# start of PAGE EXTRACT

While their consciences’ are clearly not taxed by the horrific violence inflicted on Africa and her animals for the sake of their penile enlargement efforts or carved mantelpiece knick-knacks, the threat of being tried and treated as a terrorist will be taken more seriously.

Finally, this model includes a geopolitical motivation for countries of wildlife trafficking transit, banking, and end-use to be more active in efforts to fight this transnational crime: no country’s politicians want to be labelled as a State sponsor of global terrorism.

LITTLE SUCCESS

Asian nations have made multiple grandiose pronouncements about their disapproval of this illicit trade by their nationals and within their borders. However, there has been little success in stemming the trade in these countries. As has been shown repeatedly in the efforts to combat other global crimes such as drugs and human trafficking, it comes down to matters of economics: global endeavours are doomed to failure when efforts are limited to countries of supply when there is little effort in the countries of demand.

Due to the gravity of terrorism, however, most countries will do whatever is necessary to avoid being labelled as complicit with terrorist activities.

This paradigm shift in anti-poaching prosecution will require the concerted and determined efforts of executives, legislatures, and justice systems across Africa. End-user countries will likely not be receptive to changes in the domestic laws of African states, the international law of treaties and the UN, or global opinion that will require them to significantly upgrade their own laws and the resources required to prosecute them. It is, however, one of Africa’s last opportunities to save these precious resources.

Perhaps, if executed properly, this model could both stem the enormous slaughter of Africa’s living natural resources and rob terrorists of one of their most consistent sources of revenue.

# end of PAGE EXTRACT
# start of GIVEN DATA

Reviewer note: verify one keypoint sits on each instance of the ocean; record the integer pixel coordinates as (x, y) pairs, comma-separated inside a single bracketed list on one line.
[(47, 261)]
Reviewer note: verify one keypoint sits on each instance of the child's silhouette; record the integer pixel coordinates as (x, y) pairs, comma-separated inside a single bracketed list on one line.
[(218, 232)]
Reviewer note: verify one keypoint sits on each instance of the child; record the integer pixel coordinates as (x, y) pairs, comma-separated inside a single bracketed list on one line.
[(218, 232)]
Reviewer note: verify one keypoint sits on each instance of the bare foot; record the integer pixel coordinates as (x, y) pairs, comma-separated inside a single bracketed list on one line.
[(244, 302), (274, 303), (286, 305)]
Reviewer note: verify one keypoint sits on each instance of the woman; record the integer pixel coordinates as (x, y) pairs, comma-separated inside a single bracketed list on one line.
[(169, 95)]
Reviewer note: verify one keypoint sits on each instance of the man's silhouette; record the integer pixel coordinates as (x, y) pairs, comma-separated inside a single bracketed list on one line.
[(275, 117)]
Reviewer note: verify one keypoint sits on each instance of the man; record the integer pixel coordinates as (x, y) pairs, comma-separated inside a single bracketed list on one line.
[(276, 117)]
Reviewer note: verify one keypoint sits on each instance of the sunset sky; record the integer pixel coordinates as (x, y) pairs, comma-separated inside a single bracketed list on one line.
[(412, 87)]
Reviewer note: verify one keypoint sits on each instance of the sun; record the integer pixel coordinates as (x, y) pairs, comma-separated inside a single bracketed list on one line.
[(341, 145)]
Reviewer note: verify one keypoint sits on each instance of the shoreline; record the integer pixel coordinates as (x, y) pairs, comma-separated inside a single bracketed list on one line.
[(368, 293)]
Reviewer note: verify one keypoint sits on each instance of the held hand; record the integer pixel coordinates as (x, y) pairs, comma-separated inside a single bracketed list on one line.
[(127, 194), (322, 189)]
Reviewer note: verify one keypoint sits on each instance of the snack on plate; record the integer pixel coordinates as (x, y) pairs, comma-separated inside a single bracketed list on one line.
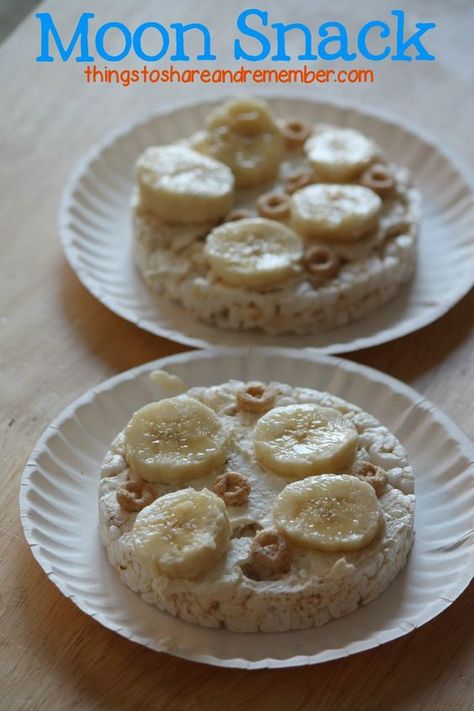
[(257, 507), (259, 222)]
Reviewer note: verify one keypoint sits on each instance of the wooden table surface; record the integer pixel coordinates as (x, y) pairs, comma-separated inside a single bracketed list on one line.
[(57, 341)]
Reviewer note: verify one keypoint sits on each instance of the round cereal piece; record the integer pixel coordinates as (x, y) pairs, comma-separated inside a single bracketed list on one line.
[(233, 488), (274, 206), (297, 179), (322, 262), (295, 132), (256, 398), (269, 555), (378, 178), (135, 495)]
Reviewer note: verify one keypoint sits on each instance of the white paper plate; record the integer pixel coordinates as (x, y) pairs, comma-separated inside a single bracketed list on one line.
[(95, 226), (59, 510)]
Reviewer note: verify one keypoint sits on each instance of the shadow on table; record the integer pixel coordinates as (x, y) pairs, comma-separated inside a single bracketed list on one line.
[(90, 667), (415, 355)]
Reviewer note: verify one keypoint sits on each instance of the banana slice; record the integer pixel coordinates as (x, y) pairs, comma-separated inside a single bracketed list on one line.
[(176, 439), (244, 135), (179, 185), (182, 534), (254, 253), (343, 213), (301, 440), (329, 512), (338, 155)]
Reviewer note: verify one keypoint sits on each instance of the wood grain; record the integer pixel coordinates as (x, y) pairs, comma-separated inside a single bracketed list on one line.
[(57, 341)]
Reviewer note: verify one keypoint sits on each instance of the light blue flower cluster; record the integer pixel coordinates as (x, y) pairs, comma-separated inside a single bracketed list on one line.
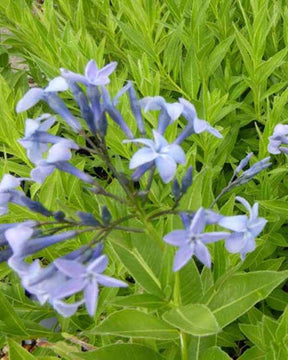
[(81, 271)]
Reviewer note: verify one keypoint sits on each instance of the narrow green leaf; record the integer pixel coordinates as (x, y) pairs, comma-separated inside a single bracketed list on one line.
[(121, 352), (195, 319), (17, 352), (240, 292), (9, 318), (215, 353), (137, 324)]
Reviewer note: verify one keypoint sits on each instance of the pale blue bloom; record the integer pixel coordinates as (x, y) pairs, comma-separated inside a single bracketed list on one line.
[(84, 278), (245, 228), (279, 137), (192, 240), (93, 75), (165, 156), (169, 112)]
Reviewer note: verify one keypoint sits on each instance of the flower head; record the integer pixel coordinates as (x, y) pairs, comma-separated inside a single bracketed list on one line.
[(245, 228), (159, 153), (86, 278), (192, 240), (279, 137), (93, 75)]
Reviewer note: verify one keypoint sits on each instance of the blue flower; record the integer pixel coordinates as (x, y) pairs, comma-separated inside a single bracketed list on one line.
[(279, 137), (192, 240), (93, 75), (86, 278), (159, 153), (245, 228)]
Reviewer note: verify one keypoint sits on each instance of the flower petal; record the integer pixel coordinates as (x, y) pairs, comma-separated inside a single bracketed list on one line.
[(235, 242), (98, 265), (91, 296), (65, 309), (59, 152), (160, 141), (202, 253), (91, 70), (166, 167), (174, 110), (177, 238), (235, 223), (68, 288), (109, 281), (198, 222), (176, 152), (257, 226), (211, 237), (70, 268), (57, 84), (108, 69), (142, 156), (182, 256)]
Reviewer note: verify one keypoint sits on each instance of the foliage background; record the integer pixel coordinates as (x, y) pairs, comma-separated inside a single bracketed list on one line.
[(229, 58)]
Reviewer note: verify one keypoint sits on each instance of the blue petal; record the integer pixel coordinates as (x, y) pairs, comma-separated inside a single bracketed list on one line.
[(235, 223), (91, 296), (176, 152), (109, 281), (166, 167), (198, 222), (182, 256), (235, 242), (70, 268), (177, 238), (202, 253), (30, 99), (142, 156)]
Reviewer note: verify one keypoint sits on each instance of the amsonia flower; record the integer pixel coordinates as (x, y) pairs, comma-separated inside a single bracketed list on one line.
[(165, 156), (279, 138), (86, 278), (93, 75), (192, 240), (245, 228)]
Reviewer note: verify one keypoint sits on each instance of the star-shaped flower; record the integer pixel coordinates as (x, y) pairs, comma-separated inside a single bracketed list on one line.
[(245, 228), (192, 240), (85, 278), (165, 156)]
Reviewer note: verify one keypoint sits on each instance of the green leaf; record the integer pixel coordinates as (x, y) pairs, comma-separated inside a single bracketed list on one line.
[(121, 352), (17, 352), (195, 319), (138, 268), (9, 320), (137, 324), (215, 353), (279, 207), (240, 292), (141, 300)]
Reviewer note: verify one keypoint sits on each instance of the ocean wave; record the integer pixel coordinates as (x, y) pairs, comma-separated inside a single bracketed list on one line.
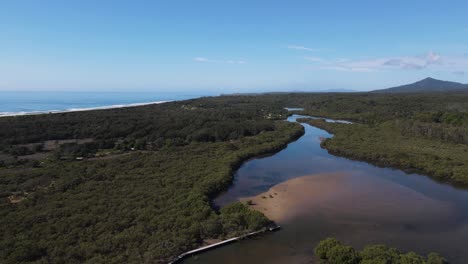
[(22, 113)]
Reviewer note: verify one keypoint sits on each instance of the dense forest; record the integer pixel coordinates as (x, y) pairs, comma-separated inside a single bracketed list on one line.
[(134, 184), (140, 206), (332, 251)]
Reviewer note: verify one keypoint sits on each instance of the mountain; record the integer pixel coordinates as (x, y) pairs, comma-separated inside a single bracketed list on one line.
[(426, 85)]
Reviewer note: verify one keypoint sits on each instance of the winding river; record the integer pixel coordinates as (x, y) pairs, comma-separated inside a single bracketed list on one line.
[(356, 202)]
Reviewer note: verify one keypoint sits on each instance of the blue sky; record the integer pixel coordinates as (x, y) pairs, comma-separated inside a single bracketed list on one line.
[(229, 46)]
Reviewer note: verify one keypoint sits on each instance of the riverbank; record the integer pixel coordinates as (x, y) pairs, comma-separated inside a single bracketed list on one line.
[(386, 145), (342, 197)]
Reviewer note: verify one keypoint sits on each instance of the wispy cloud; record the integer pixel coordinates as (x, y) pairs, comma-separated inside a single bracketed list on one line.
[(428, 60), (203, 59), (314, 59), (297, 47)]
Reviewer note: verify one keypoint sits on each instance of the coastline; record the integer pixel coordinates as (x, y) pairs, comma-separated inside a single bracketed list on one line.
[(105, 107)]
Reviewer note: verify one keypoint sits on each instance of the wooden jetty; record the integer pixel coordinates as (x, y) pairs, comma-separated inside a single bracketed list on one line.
[(222, 243)]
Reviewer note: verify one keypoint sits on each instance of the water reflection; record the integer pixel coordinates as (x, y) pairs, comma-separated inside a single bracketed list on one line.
[(369, 205)]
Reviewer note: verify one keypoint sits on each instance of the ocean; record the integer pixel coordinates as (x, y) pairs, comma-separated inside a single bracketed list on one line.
[(22, 103)]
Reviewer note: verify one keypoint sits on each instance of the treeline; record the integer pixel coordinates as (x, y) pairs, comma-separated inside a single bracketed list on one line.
[(150, 126), (332, 251), (386, 145), (142, 207)]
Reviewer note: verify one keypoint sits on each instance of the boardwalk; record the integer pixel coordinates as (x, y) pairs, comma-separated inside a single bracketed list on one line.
[(222, 243)]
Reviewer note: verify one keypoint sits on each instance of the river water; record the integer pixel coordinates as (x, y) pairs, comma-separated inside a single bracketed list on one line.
[(368, 205)]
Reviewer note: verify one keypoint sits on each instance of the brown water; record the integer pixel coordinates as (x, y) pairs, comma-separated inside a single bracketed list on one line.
[(354, 201)]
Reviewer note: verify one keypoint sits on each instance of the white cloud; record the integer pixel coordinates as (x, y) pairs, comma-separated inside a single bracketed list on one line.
[(203, 59), (314, 59), (297, 47), (428, 60)]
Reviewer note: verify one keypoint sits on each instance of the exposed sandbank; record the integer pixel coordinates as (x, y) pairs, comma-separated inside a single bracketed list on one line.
[(342, 197)]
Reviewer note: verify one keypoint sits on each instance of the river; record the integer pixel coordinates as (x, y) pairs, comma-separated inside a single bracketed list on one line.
[(366, 204)]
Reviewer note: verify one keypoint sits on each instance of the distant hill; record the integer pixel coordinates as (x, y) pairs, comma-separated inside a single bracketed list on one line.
[(426, 85)]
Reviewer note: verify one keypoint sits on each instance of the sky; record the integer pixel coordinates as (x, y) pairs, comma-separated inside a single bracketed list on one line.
[(229, 46)]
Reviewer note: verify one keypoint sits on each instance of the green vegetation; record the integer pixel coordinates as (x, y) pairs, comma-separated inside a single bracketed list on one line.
[(332, 251), (386, 144), (140, 206), (423, 133)]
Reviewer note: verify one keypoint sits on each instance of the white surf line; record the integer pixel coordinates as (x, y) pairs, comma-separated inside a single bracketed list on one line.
[(5, 114)]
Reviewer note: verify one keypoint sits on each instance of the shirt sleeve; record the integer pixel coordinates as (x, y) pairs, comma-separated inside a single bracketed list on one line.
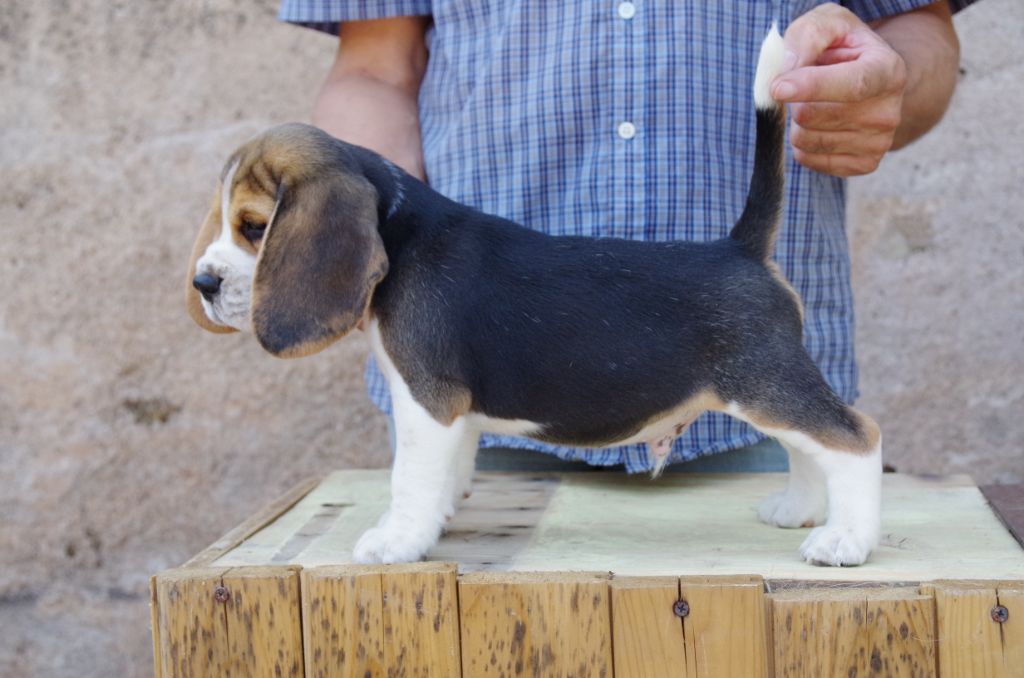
[(327, 14), (869, 10)]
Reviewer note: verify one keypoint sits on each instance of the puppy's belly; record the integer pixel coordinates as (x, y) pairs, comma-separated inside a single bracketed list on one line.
[(657, 431)]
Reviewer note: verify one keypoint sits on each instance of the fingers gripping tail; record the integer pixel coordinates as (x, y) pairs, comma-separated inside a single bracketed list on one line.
[(758, 224)]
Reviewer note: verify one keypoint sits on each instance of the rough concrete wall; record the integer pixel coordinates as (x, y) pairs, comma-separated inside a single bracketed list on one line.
[(129, 438)]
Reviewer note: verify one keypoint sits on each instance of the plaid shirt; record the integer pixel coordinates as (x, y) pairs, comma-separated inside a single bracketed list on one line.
[(628, 120)]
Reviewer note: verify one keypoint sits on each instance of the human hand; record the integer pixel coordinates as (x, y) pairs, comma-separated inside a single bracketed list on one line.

# end of GIVEN DATA

**EXERCISE PROMPT:**
From the passage on wildlife trafficking and terrorism, reproduce word for word the part that begins with the words containing "Due to the gravity" and ends with "sources of revenue.".

**WRITTEN ANSWER:**
Due to the gravity of terrorism, however, most countries will do whatever is necessary to avoid being labelled as complicit with terrorist activities.

This paradigm shift in anti-poaching prosecution will require the concerted and determined efforts of executives, legislatures, and justice systems across Africa. End-user countries will likely not be receptive to changes in the domestic laws of African states, the international law of treaties and the UN, or global opinion that will require them to significantly upgrade their own laws and the resources required to prosecute them. It is, however, one of Africa’s last opportunities to save these precious resources.

Perhaps, if executed properly, this model could both stem the enormous slaughter of Africa’s living natural resources and rob terrorists of one of their most consistent sources of revenue.